Job getting killed - Githubissues

CaptSpify commented 6 years ago

Whenever I try to retrieve a job, it ends up getting killed. I'm guessing this is because it's a big download, but I'm not sure.

The command I'm running: /usr/bin/mtglacier download-inventory --config myconfigfile --vault myvaultname --new-journal /my/dir/journalfilename.log

The results I'm getting:

PID 16124 Started worker
PID 16124 Fetched job list for inventory retrieval
PID 16124 HTTP Unexpected end of data. Will retry (626 seconds spent for request)
PID 16124 Downloaded inventory in JSON format
Killed

Let me know if there's any other information needed

vsespb commented 6 years ago

hi. OS version, perl version, device, free memory, appx. inventory size? also check syslog for oom-killer (Out of memory and killed processes).

Message "Killed" goes from your Shell, not mt-aws-glacier (see https://www.thecodingforums.com/threads/killed-message-on-linux-running-from-bash.895178/#post-4802463 ) - someone killed the process with kill -9. It must be oom-killer.

■ **Do this**
Answer these questions about the GitHub issue thread on the killed job:
(a) What cause does the original poster guess for the job being killed?
(b) According to the reply, where does the "Killed" message come from?
(c) How many seconds were spent on the request that hit an unexpected end of data?
This thread is all you need; the material that comes after it can be skipped.

■ **Information provided**
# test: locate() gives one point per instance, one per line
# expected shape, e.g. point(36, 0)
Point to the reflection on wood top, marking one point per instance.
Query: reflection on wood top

■ **Task result**
(a) It being a big download.
(b) The shell, not mt-aws-glacier.
(c) 626 seconds.